** start of WORKING DATA **

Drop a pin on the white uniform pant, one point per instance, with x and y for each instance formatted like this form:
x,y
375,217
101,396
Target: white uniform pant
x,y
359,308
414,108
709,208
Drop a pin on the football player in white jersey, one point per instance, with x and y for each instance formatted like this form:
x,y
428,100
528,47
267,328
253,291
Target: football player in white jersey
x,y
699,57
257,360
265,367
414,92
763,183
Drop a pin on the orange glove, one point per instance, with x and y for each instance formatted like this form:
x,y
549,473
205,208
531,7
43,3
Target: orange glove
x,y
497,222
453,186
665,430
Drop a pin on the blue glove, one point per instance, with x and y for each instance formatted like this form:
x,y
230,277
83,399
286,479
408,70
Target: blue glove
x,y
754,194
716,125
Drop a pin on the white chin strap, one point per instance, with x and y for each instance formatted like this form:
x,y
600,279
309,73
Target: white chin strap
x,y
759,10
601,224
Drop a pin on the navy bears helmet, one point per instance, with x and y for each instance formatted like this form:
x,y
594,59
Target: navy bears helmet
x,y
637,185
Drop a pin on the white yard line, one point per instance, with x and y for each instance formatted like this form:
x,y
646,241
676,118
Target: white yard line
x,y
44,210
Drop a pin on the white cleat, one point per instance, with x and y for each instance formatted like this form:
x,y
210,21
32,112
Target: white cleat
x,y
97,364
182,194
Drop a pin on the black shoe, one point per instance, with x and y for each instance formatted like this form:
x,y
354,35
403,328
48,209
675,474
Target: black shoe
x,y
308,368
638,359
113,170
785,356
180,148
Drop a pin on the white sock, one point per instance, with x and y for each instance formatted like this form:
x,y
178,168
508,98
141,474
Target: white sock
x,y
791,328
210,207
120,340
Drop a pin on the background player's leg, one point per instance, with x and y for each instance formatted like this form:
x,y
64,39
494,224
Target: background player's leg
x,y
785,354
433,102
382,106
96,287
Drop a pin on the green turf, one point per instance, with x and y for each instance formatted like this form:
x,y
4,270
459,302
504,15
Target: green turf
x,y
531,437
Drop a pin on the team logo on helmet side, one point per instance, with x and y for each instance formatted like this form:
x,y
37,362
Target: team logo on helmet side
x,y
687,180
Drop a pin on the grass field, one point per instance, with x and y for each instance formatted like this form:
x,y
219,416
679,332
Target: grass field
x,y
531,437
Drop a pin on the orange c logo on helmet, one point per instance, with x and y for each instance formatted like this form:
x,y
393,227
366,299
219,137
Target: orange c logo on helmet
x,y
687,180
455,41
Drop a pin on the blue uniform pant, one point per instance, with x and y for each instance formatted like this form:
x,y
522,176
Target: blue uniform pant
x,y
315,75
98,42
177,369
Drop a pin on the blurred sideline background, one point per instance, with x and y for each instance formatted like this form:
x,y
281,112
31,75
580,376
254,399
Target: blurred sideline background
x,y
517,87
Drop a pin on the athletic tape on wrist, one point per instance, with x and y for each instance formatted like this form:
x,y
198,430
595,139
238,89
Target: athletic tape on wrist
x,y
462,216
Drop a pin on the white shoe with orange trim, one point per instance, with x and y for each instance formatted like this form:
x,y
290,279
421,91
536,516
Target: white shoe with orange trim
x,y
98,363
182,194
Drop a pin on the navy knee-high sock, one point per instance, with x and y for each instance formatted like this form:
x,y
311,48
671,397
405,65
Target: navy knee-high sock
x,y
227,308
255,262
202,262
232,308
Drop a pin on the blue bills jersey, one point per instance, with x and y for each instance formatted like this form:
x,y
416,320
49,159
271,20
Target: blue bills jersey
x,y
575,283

** end of WORKING DATA **
** start of WORKING DATA **

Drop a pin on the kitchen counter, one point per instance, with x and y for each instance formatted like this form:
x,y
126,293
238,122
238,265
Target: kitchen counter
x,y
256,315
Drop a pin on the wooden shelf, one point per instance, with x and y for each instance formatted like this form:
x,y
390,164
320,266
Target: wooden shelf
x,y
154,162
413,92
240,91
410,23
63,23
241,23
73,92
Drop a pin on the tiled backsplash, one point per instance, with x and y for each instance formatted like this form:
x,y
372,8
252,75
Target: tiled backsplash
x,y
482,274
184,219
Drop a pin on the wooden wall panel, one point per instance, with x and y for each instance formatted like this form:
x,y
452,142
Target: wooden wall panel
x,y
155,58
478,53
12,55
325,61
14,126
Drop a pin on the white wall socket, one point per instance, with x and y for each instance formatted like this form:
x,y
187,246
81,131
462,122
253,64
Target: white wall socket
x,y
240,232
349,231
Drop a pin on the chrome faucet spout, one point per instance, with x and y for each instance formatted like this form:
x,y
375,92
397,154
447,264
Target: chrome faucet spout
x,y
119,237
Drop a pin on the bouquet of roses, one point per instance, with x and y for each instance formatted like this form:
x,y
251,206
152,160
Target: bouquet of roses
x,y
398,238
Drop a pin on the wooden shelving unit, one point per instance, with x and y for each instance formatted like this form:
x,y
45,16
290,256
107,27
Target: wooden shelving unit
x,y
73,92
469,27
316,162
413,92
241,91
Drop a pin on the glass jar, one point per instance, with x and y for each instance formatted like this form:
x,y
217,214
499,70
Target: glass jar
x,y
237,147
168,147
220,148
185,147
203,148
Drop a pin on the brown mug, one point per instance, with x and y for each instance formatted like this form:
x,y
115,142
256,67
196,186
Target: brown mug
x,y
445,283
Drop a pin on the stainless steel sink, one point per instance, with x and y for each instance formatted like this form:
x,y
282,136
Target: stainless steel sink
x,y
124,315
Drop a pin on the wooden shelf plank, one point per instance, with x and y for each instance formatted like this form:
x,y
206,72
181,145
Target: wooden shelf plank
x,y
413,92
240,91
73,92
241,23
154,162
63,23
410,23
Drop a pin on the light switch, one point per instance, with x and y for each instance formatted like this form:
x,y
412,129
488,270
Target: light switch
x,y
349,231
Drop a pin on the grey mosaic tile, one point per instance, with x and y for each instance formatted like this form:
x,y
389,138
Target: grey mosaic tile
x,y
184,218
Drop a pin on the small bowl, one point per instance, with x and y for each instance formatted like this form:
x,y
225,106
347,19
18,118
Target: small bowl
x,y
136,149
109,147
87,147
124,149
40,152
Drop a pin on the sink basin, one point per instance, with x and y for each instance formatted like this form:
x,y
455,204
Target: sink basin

** end of WORKING DATA **
** start of WORKING DATA **

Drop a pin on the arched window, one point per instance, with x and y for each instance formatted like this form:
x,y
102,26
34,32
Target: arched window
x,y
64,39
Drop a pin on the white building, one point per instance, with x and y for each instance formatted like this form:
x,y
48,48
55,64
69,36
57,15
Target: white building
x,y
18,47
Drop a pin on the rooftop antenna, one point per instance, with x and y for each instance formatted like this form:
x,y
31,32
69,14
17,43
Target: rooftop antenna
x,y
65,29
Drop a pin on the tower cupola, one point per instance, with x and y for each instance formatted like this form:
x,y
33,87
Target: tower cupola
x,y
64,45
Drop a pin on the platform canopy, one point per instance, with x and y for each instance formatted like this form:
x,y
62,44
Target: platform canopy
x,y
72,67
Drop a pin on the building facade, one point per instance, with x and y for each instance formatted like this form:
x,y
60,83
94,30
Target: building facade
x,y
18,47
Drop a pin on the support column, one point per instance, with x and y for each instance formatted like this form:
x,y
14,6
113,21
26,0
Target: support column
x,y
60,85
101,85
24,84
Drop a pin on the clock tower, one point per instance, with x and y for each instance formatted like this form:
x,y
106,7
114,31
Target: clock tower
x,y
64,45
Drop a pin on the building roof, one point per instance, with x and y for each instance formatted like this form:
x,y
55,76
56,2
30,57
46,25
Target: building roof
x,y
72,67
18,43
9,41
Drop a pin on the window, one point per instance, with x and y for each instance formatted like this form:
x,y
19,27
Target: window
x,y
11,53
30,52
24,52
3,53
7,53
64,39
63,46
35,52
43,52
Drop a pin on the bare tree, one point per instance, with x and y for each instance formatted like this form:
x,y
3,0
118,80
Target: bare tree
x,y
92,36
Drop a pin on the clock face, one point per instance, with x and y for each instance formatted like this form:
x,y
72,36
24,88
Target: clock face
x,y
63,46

** end of WORKING DATA **

_DIRECTION:_
Collect every line of the data above that contains the word "team", and treat uppercase and lowercase as different.

_RESULT BELOW:_
Drop a pin on the team logo on helmet side, one point per instance, with x and y for each instance formatted like this form:
Target: team logo on helmet side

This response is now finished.